--- DATA PROVIDED ---

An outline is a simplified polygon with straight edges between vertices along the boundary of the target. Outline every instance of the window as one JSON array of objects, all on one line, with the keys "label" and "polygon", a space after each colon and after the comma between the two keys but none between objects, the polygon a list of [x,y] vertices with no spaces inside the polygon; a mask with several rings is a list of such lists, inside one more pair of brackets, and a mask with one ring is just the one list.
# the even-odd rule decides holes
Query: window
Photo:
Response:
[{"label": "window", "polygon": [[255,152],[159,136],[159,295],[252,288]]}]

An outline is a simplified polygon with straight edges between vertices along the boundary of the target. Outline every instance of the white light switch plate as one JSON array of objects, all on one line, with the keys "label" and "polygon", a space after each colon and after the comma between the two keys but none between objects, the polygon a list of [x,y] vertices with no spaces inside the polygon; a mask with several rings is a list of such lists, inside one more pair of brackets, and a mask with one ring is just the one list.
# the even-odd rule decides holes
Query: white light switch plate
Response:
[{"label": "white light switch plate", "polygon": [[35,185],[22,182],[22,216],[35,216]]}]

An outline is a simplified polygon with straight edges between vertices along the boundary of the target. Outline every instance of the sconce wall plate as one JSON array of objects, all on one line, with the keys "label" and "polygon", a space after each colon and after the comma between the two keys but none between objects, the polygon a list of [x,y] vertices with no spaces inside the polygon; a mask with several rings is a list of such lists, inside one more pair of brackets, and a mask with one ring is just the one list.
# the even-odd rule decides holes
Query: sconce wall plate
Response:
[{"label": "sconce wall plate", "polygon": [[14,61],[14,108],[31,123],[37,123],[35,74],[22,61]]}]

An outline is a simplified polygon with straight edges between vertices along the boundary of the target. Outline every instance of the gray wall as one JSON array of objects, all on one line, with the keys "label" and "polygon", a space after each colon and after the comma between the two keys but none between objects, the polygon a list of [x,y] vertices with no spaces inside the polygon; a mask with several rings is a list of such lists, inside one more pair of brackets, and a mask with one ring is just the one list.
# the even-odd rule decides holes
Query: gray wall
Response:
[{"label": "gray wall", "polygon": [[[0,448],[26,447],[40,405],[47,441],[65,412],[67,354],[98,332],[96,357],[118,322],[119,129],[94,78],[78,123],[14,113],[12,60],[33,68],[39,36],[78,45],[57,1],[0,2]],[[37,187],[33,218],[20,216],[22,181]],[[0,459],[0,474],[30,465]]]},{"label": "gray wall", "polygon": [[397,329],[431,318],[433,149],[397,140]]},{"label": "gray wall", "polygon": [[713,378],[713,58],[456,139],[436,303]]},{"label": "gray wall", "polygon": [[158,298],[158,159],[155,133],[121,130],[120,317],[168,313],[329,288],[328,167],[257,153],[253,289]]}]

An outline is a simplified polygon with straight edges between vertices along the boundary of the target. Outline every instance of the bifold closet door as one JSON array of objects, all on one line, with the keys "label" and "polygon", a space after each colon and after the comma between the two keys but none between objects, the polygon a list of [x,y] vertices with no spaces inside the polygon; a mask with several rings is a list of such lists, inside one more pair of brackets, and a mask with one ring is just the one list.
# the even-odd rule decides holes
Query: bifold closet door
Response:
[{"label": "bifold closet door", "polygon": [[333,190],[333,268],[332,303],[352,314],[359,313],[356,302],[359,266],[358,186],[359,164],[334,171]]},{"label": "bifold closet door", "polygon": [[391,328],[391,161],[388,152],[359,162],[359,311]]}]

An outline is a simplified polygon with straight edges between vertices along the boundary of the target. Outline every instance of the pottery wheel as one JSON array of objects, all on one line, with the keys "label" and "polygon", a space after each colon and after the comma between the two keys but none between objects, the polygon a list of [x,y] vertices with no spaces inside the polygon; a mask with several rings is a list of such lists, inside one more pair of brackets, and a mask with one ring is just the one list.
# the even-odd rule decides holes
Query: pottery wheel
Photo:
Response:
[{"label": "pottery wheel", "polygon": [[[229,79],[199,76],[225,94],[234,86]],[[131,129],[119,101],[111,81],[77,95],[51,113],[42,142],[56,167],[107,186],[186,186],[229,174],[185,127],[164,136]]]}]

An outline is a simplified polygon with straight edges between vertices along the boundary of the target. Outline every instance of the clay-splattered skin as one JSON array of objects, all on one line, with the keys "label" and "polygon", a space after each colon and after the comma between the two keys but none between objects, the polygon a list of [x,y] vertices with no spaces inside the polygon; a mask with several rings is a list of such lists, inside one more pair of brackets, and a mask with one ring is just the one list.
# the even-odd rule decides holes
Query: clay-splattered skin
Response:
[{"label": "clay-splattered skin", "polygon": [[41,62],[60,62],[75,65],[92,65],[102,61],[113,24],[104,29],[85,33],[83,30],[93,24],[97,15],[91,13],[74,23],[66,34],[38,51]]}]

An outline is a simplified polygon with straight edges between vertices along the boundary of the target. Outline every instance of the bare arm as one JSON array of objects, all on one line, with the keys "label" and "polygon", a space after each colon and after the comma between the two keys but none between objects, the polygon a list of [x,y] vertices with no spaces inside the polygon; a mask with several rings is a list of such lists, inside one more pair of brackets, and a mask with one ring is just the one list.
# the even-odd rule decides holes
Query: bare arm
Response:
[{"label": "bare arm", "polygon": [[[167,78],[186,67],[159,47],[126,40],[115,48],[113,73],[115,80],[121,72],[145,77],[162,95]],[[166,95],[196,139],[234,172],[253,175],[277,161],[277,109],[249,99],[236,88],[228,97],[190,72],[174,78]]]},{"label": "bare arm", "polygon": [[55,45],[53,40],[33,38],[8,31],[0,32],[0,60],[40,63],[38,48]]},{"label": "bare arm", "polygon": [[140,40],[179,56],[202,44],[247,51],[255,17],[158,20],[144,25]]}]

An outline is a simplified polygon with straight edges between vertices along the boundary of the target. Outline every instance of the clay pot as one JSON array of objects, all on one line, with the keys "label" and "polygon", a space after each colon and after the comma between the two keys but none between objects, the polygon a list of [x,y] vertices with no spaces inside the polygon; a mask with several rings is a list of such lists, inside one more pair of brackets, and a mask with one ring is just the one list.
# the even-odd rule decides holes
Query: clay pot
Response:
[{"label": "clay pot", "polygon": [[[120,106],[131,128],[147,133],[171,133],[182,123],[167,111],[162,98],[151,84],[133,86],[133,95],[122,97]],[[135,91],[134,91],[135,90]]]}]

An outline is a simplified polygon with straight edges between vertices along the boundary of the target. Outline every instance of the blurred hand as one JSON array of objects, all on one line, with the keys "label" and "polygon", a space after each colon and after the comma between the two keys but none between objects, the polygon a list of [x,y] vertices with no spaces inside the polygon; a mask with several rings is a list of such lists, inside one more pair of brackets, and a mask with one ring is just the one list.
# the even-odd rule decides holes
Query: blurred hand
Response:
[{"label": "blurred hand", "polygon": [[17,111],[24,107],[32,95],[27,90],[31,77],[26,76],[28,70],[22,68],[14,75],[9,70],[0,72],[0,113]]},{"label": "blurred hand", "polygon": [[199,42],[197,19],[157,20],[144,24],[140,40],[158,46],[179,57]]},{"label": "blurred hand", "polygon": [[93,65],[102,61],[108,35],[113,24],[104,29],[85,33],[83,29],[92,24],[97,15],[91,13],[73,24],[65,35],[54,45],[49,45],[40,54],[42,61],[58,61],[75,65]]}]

---

▶ _TASK TO COMPLETE_
Reproduce the listing in full. Keep it exactly as written.

▶ _THE COMPLETED TASK_
An outline is a simplified polygon with straight edges between vertices along the boundary of the target. Outline every instance of the window as one JSON array of objects, all on one line, with the keys "label" and "polygon", a space after each colon and after the comma between the two keys but none between objects, the polygon a list of [x,y] vertices with no spaces inside the polygon; a mask with several rings is a list of such lists, inside one more pair of brackets, and a mask with one ring is just the one list.
# the even-odd rule decides holes
Query: window
Photo:
Response:
[{"label": "window", "polygon": [[255,152],[159,136],[159,295],[252,288]]}]

An outline is a simplified polygon with straight edges between vertices along the boundary of the target. Outline every instance of the white light switch plate as one JSON array of objects, all on one line, with the keys "label" and "polygon", a space after each colon and after the comma between the two keys but none between objects, the polygon a list of [x,y] vertices with no spaces inside the polygon; a mask with several rings is a list of such lists, inside one more pair of brackets, and a mask with one ring is just the one list.
# the even-odd rule decides holes
Query: white light switch plate
Response:
[{"label": "white light switch plate", "polygon": [[35,185],[22,182],[22,216],[35,216]]}]

An outline is a simplified polygon with straight edges between vertices along the boundary of the target. Outline every instance of the sconce wall plate as one JSON array of objects, all on one line, with the keys "label" and "polygon", a space after each colon and after the comma between the two keys but none between objects, the polygon a list of [x,y] vertices with no spaces inside the polygon; a mask with several rings is a list of such lists, inside one more pair of brackets, and a mask with one ring is just the one list.
# the even-odd rule decides holes
Query: sconce wall plate
Response:
[{"label": "sconce wall plate", "polygon": [[14,61],[14,108],[31,123],[37,123],[35,74],[22,61]]}]

An outline is a simplified polygon with straight edges between vertices along the boundary of the target. Outline every instance of the gray wall as one JSON array of objects, all on one line, with the keys "label" and "polygon", a space after each colon and after the comma between the two keys but none between objects, the polygon a list of [x,y] vertices with no spaces inside the polygon; a mask with several rings is a list of such lists, inside one more pair of brackets, and a mask with one ring is just the one list.
# the even-odd rule decides holes
Query: gray wall
Response:
[{"label": "gray wall", "polygon": [[[0,448],[26,447],[40,405],[47,441],[65,412],[67,354],[98,332],[96,357],[118,322],[119,129],[94,78],[78,123],[14,113],[12,60],[33,68],[39,36],[78,45],[57,1],[0,2]],[[37,187],[33,218],[20,216],[22,181]],[[0,459],[0,474],[30,465]]]},{"label": "gray wall", "polygon": [[397,329],[431,318],[433,149],[397,140]]},{"label": "gray wall", "polygon": [[713,378],[713,58],[456,139],[436,303]]},{"label": "gray wall", "polygon": [[158,298],[158,159],[155,133],[121,130],[120,317],[168,313],[329,288],[328,167],[257,153],[253,289]]}]

An outline is a simplified polygon with straight edges between vertices along the boundary of the target. Outline every instance of the bifold closet door as one JSON array of objects, all on one line, with the keys "label" and "polygon", a space after each colon and after the comma between the two keys but none between objects, the polygon a list of [x,y] vertices with no spaces inside the polygon; a mask with several rings is a list of such lists, inside one more pair of brackets, and a mask with one ring is just the one list.
# the even-odd rule decides holes
Query: bifold closet door
Response:
[{"label": "bifold closet door", "polygon": [[333,190],[333,268],[332,303],[352,314],[359,313],[356,302],[359,266],[358,186],[359,164],[334,171]]},{"label": "bifold closet door", "polygon": [[391,328],[391,161],[388,152],[359,162],[359,311]]}]

An outline is a simplified polygon with straight edges between vertices along the boundary of the target. Outline every instance of the pottery wheel as one JSON array of objects, all on one line, with the keys "label" and "polygon", a space after each colon and after the comma between the two keys but none between objects, the polygon a list of [x,y] vertices with no spaces inside the polygon; a mask with several rings is a list of such lists, inside one more pair of brackets, and a mask with one ring is just the one list.
# the even-odd rule decides holes
Query: pottery wheel
Photo:
Response:
[{"label": "pottery wheel", "polygon": [[[229,79],[199,76],[225,94],[234,86]],[[131,129],[119,101],[111,81],[77,95],[51,113],[42,142],[56,167],[107,186],[186,186],[229,174],[185,127],[164,136]]]}]

An outline is a simplified polygon with straight edges between vertices along the boundary of the target. Outline every instance of the clay-splattered skin as one JSON array of objects, all on one line, with the keys "label" and "polygon", a space after each colon and after the comma between the two keys but none between objects, the polygon a list of [x,y] vertices with no spaces inside the polygon; a mask with several rings is a list of such lists, inside one more pair of brackets, and a mask with one ring is just the one list.
# the even-odd rule decides holes
Query: clay-splattered skin
Response:
[{"label": "clay-splattered skin", "polygon": [[41,62],[60,62],[75,65],[92,65],[102,61],[113,24],[104,29],[85,33],[83,30],[93,24],[97,15],[91,13],[74,23],[66,34],[38,51]]}]

An outline is a simplified polygon with straight edges between vertices along the boundary of the target. Outline every instance of the bare arm as one JSON array of objects, all on one line, with the keys "label" and "polygon", a space after each colon and after the comma between the two keys but none between objects, the polygon a list of [x,y] vertices with no spaces inside the polygon; a mask with several rings is a list of such lists, inside one more pair of brackets, and a mask with one ring is just the one list.
# the even-odd rule decides holes
Query: bare arm
Response:
[{"label": "bare arm", "polygon": [[[167,78],[186,67],[159,47],[126,40],[115,48],[113,73],[115,80],[121,72],[145,77],[162,95]],[[166,95],[196,139],[234,172],[253,175],[277,161],[277,109],[249,99],[236,88],[228,97],[190,72],[174,78]]]},{"label": "bare arm", "polygon": [[55,45],[53,40],[33,38],[8,31],[0,32],[0,60],[40,63],[38,48]]},{"label": "bare arm", "polygon": [[140,40],[179,56],[202,44],[247,51],[255,17],[158,20],[144,25]]}]

An outline is a simplified polygon with straight edges between vertices along the boundary of the target. Outline every instance of the clay pot as one JSON array of objects, all on one line, with the keys "label" and "polygon", a space after each colon and after the comma between the two keys but none between objects, the polygon a list of [x,y] vertices with no spaces inside the polygon; a mask with several rings is a list of such lists, inside one more pair of brackets, and a mask with one ring is just the one list.
# the even-odd rule decides holes
Query: clay pot
Response:
[{"label": "clay pot", "polygon": [[[120,106],[131,128],[147,133],[171,133],[182,123],[167,111],[162,98],[151,84],[133,86],[133,95],[122,97]],[[135,91],[134,91],[135,90]]]}]

An outline is a simplified polygon with straight edges between vertices along the boundary of the target. Outline every instance of the blurred hand as one JSON array of objects, all on one line, with the keys "label" and "polygon", a space after each colon and after the comma between the two keys but none between objects, the polygon a list of [x,y] vertices with no spaces inside the polygon; a mask with several rings is a list of such lists, inside one more pair of brackets, and a mask with one ring is just the one list.
# the even-odd rule decides holes
Query: blurred hand
Response:
[{"label": "blurred hand", "polygon": [[17,111],[24,107],[32,95],[27,90],[31,77],[26,76],[28,70],[22,68],[14,75],[9,70],[0,72],[0,113]]},{"label": "blurred hand", "polygon": [[199,42],[197,19],[157,20],[144,24],[140,40],[158,46],[179,57]]},{"label": "blurred hand", "polygon": [[93,65],[102,61],[108,35],[113,24],[104,29],[85,33],[83,29],[92,24],[97,15],[91,13],[73,24],[65,35],[54,45],[49,45],[40,54],[42,61],[58,61],[75,65]]}]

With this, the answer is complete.